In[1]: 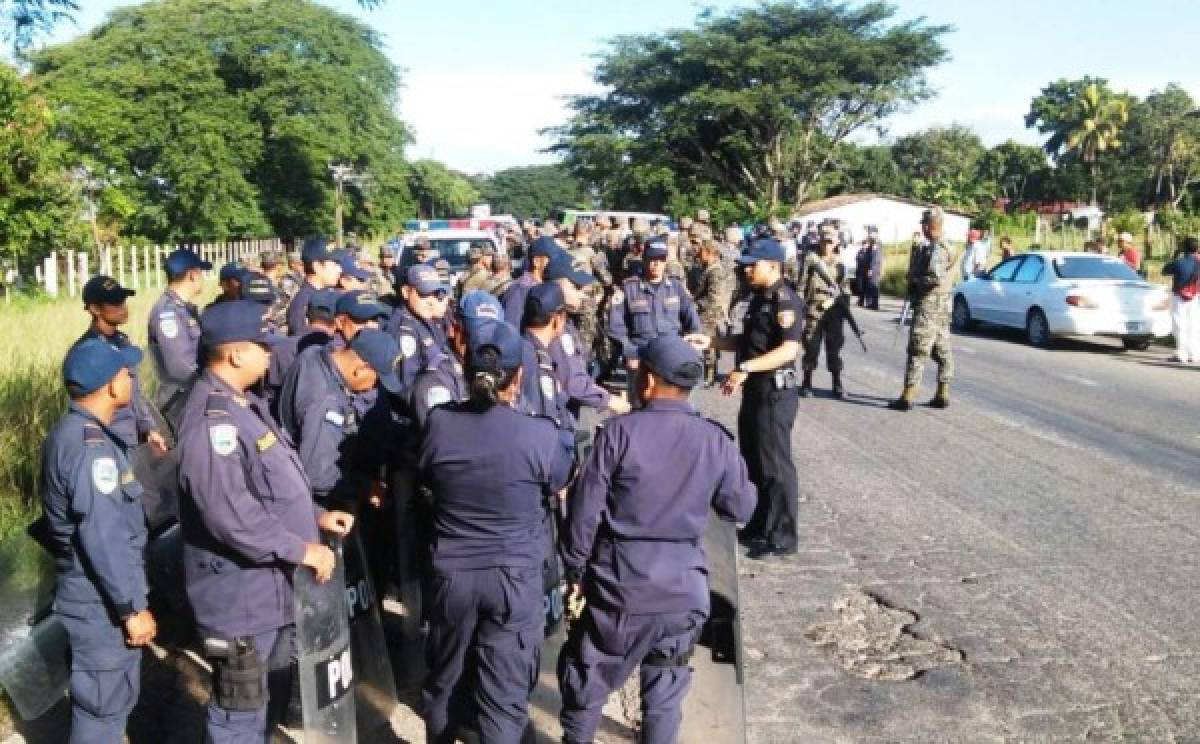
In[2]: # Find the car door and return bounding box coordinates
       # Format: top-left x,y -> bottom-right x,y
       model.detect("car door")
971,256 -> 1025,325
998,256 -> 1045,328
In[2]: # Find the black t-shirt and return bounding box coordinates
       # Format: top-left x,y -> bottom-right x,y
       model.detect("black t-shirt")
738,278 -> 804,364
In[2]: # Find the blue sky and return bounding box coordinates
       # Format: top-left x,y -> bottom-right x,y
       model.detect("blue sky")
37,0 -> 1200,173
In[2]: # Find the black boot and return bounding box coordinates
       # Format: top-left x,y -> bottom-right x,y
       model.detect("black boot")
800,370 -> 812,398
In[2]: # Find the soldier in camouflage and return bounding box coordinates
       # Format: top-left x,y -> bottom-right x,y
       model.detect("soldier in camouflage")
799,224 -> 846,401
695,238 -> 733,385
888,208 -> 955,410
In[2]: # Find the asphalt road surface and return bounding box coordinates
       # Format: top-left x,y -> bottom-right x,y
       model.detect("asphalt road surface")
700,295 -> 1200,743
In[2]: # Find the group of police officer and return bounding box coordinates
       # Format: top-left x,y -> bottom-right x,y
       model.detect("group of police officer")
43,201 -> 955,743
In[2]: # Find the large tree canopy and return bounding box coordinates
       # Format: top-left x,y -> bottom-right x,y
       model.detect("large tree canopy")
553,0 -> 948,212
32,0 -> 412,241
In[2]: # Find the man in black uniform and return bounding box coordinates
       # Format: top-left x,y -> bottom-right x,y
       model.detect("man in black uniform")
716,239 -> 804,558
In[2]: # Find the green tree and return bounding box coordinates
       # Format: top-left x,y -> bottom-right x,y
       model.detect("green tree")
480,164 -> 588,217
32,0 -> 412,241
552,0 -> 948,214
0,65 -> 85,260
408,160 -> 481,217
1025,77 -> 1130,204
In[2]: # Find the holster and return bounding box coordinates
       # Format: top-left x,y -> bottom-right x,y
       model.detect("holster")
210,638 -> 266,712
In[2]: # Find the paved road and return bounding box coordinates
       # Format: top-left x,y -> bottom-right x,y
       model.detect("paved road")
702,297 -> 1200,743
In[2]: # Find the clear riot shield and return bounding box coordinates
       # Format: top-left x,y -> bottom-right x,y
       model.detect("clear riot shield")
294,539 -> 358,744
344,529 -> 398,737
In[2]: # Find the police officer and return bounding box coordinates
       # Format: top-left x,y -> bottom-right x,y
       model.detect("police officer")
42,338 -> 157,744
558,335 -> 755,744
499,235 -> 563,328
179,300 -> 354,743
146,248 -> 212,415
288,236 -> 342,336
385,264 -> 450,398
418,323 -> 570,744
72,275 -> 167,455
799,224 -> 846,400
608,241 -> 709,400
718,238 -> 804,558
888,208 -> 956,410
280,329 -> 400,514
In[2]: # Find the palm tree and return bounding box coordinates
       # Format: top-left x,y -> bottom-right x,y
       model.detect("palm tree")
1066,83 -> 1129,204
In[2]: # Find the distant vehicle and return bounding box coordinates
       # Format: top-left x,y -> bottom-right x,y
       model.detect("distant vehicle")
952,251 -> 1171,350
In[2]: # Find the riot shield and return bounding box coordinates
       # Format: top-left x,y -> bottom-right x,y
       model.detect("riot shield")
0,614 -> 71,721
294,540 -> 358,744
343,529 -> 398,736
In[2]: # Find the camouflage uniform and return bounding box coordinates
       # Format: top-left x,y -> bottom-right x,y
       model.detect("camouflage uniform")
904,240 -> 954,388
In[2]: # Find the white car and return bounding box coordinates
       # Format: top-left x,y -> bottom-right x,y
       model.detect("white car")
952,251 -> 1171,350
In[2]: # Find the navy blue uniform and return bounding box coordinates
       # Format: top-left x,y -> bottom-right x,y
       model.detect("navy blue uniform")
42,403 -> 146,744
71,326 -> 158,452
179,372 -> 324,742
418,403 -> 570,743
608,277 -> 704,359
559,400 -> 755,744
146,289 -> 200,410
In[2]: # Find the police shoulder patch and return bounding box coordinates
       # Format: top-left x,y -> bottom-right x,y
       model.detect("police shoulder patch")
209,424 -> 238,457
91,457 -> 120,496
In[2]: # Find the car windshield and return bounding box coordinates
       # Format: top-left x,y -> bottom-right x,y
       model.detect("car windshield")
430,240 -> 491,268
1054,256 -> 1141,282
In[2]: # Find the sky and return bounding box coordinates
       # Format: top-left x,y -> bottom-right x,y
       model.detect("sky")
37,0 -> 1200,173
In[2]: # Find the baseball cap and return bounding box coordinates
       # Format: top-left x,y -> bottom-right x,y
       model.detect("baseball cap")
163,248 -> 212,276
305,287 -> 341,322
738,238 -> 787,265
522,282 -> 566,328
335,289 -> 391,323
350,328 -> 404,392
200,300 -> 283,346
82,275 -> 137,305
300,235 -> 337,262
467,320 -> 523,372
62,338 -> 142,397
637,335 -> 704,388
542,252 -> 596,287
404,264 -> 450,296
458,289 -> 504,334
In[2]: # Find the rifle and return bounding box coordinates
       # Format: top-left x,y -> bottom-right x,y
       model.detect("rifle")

▬▬▬

* [Do this]:
Reproduce all of the material with "bounding box coordinates" renamed to "box corner coordinates" everywhere and nothing else changed. Leave the pictures out.

* [The result]:
In[1]: 
In[2]: # Find the car door and return box corner coordinates
       # Format: top-left x,y -> bottom-right x,y
       model.detect("car door")
971,256 -> 1025,325
998,256 -> 1045,328
In[2]: # Find the black t-shirt and return box corner coordinates
       # Format: top-left x,y -> bottom-right x,y
       model.detect("black t-shirt")
738,278 -> 804,364
In[2]: # Find the blue sky and return box corner coordinates
       # Format: top-left x,y -> bottom-right x,y
       model.detect("blue sky")
37,0 -> 1200,173
In[2]: # Find the black boot and return box corner coordinates
       # Format: top-left x,y -> bottom-right x,y
       model.detect("black boot")
800,370 -> 812,398
In[2]: # Find the soldier in camouflage and return box corner coordinates
       # Format: top-left x,y -> bottom-right x,y
       model.detect("soldier in camouflage")
799,224 -> 846,401
695,238 -> 733,385
888,208 -> 955,410
In[2]: # Find the asphalt road surface and return box corner coordinates
       # Format: top-left x,y -> bottom-right x,y
       model.detect("asphalt road surface")
700,295 -> 1200,743
In[2]: # Find the group of police officer and return box corner coordinates
       # Format: top-left x,y -> bottom-right x,y
       model.detect("group of police officer")
43,201 -> 955,743
In[2]: # Find the large tree canopy and return box corner coordinates
       # Format: top-left x,y -> bottom-right x,y
       model.detect("large tree canopy")
553,0 -> 948,212
32,0 -> 412,241
In[2]: # Find the man in black uniform and return box corner coordinates
       # Format: top-left x,y -> bottom-right x,y
       model.detect("man in black uniform")
716,239 -> 804,558
In[2]: # Find the green tree and return box corner coordinates
       # Format: top-left x,y -> bottom-right x,y
       model.detect("green tree")
480,164 -> 588,217
32,0 -> 412,241
552,0 -> 948,214
0,65 -> 85,260
408,160 -> 481,217
1025,77 -> 1130,204
In[2]: # Find the holster and return box corner coordinates
       # Format: top-left x,y -> bottom-right x,y
       model.detect("holster")
210,638 -> 266,712
In[2]: # Find the paved road and return box corner coordinates
       # Format: top-left x,y -> bottom-right x,y
       model.detect("paved road")
702,297 -> 1200,743
In[2]: # Find the clear riot shield and return box corner coordinates
       # Format: top-left x,y -> bottom-right x,y
       model.detect("clear riot shield")
294,539 -> 358,744
344,529 -> 398,737
In[2]: # Find the police officer and return box corner coordinates
       # Format: top-left x,y -> bottom-right x,y
       model.detect("police officer")
42,338 -> 157,744
558,335 -> 755,744
499,235 -> 563,328
179,300 -> 354,743
146,248 -> 212,415
288,236 -> 342,336
385,264 -> 450,398
418,323 -> 570,744
72,275 -> 167,455
799,224 -> 846,400
608,241 -> 709,400
718,238 -> 804,558
888,208 -> 956,410
280,329 -> 400,514
In[2]: # Find the palm tree and return box corner coordinates
       # Format: top-left x,y -> bottom-right x,y
       model.detect("palm tree")
1066,83 -> 1129,204
In[2]: # Find the distant vehicle and return box corner coordinates
       # Format: top-left x,y -> bottom-right x,y
       model.detect("distant vehicle")
952,251 -> 1171,350
In[2]: # Find the riot shield and return box corner coordinates
       # Format: top-left x,y -> bottom-right x,y
       model.detect("riot shield")
0,614 -> 71,721
294,540 -> 358,744
343,529 -> 398,736
In[2]: # Find the camouflage uniform and return box corner coordinates
       # Format: top-left x,y -> bottom-right x,y
       model.detect("camouflage uniform")
904,240 -> 954,388
In[2]: # Find the white car and return box corner coordinates
       # Format: top-left x,y -> bottom-right x,y
       model.detect("white car")
952,251 -> 1171,350
In[2]: # Find the navy blue uniform and return box corner coordinates
       # Format: top-left x,y -> bottom-right x,y
       model.detect("navy blue uniform")
42,403 -> 146,744
71,326 -> 158,452
179,372 -> 324,742
418,403 -> 570,743
608,277 -> 704,359
559,400 -> 755,744
146,289 -> 200,410
In[2]: # Find the police shoulder patch and return box corner coordinates
       # Format: top-left x,y -> bottom-right x,y
       model.detect("police shoulder patch")
209,424 -> 238,457
91,457 -> 120,496
In[2]: # Find the car windshield and return box corner coordinates
       # Format: top-left x,y -> bottom-right x,y
       model.detect("car windshield")
430,240 -> 491,268
1054,256 -> 1141,282
In[2]: # Find the sky and return box corner coordinates
       # Format: top-left x,y -> bottom-right x,y
       model.detect("sky")
37,0 -> 1200,173
In[2]: # Find the baseball cap and return box corner coordinates
       # Format: top-left x,y -> bottom-right x,y
       model.detect("baseball cap")
163,248 -> 212,276
305,287 -> 341,322
738,238 -> 787,265
522,282 -> 566,328
335,289 -> 391,323
350,328 -> 404,392
200,300 -> 283,346
82,275 -> 137,305
300,235 -> 337,262
467,320 -> 523,372
62,338 -> 142,397
637,335 -> 704,388
542,252 -> 596,287
404,264 -> 450,296
458,289 -> 504,334
In[2]: # Find the rifle and return box corner coordinates
       # Format: top-left x,y -> bottom-right x,y
       model.detect("rifle")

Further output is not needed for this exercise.